**GIVEN REQUEST**
Rewrite as a numbered list only the lines of the material below that start at the line containing "Target: gift bag" and end at the last line of the material. Leave out any blank lines.
========================
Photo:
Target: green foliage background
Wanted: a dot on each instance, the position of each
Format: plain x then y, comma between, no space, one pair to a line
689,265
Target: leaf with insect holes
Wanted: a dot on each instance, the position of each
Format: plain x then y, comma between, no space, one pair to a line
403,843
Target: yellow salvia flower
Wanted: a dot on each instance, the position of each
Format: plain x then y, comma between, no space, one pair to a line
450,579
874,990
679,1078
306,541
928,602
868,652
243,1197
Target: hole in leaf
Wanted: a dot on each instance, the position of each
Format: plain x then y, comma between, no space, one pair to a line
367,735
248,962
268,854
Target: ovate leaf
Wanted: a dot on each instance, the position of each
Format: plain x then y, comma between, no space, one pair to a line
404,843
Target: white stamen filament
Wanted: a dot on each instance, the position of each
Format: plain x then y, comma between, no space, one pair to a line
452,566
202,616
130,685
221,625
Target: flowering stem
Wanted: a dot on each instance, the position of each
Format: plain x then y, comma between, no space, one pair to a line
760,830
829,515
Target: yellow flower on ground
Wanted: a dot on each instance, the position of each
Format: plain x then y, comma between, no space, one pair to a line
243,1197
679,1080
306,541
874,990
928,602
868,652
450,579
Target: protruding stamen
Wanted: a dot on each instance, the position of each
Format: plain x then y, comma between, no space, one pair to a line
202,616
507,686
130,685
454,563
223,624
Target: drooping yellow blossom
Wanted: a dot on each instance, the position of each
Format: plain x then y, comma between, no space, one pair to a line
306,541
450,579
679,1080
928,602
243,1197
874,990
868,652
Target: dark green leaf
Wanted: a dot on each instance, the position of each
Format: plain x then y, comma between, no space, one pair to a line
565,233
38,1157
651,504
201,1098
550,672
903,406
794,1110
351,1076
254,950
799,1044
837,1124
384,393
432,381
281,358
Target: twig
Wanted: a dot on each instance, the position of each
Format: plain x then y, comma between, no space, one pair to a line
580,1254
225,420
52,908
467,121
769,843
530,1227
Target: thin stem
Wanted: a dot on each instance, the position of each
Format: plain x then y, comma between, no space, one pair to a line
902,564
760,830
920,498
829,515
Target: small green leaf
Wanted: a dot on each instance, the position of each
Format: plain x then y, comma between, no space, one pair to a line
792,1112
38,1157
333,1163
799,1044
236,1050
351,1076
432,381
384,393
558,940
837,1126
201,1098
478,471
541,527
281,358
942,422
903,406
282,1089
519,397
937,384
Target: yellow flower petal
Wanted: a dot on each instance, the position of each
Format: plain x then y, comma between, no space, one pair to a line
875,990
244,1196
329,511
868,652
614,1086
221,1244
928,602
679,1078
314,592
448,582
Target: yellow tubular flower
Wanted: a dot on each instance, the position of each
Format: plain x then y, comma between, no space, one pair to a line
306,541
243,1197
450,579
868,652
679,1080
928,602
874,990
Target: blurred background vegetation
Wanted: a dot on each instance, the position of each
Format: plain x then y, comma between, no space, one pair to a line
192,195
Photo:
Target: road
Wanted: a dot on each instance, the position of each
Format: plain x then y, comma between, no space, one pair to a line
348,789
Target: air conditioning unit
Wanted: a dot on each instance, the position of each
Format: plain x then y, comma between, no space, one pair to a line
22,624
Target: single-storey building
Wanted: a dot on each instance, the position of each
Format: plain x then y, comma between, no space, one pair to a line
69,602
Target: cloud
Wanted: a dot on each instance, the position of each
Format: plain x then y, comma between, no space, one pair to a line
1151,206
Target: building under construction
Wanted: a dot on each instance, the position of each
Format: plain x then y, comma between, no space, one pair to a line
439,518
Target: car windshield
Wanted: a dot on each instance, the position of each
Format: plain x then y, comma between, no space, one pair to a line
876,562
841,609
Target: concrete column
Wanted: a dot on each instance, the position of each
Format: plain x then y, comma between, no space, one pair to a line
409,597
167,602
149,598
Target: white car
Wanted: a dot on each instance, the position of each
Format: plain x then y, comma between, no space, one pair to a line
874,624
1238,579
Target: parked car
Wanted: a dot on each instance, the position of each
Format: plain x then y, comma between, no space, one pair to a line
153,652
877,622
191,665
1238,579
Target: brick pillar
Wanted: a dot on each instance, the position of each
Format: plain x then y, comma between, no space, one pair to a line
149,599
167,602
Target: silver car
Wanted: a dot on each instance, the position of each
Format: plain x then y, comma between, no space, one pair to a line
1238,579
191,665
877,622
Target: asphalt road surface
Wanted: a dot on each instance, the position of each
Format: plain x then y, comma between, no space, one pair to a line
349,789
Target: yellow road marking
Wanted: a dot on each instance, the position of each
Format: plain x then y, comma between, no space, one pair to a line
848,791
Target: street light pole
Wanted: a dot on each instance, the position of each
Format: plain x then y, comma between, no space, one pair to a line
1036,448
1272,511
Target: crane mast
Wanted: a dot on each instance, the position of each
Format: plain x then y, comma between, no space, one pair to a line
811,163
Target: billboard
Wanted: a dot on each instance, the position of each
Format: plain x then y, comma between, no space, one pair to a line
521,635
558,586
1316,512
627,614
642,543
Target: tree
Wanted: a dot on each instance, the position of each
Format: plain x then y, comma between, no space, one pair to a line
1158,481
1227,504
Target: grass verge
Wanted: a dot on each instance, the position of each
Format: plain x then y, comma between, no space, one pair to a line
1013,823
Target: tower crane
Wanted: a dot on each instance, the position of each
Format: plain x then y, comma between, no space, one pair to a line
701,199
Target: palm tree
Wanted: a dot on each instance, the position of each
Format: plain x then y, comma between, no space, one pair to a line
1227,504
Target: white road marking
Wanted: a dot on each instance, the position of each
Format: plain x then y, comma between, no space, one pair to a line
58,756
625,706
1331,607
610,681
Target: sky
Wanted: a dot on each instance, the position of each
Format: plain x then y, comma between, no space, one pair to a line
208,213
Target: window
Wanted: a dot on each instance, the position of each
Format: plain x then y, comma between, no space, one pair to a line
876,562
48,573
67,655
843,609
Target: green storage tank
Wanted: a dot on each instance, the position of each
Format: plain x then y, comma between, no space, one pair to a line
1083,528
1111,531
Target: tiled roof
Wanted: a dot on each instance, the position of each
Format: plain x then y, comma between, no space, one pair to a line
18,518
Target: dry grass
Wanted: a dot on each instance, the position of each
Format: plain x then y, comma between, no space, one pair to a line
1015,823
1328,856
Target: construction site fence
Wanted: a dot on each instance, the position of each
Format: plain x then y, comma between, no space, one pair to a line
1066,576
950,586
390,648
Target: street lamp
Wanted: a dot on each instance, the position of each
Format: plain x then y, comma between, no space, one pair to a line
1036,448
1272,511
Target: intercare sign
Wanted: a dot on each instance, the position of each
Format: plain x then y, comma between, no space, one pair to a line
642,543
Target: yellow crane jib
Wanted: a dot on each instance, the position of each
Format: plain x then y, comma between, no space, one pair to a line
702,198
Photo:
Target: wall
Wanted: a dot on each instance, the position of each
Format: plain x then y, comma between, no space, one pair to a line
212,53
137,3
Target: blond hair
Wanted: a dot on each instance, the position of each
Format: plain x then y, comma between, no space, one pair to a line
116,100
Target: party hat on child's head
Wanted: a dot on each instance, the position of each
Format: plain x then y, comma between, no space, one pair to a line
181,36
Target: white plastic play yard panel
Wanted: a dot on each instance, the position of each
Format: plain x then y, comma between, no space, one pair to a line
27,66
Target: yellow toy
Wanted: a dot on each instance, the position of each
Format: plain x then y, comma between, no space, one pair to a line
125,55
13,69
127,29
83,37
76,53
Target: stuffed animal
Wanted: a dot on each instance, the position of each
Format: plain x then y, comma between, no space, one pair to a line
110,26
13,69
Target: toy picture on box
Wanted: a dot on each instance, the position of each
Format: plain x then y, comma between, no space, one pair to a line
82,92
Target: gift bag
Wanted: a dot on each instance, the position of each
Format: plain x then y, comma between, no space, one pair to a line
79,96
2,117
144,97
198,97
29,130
========================
**ANSWER TO THIS TASK**
1. Target: gift bag
2. Wanted: a dot on each instance, the position of each
3. Format: plain x then y, comma between, no space, one pair to a line
4. 79,96
5. 2,117
6. 144,97
7. 198,97
8. 29,130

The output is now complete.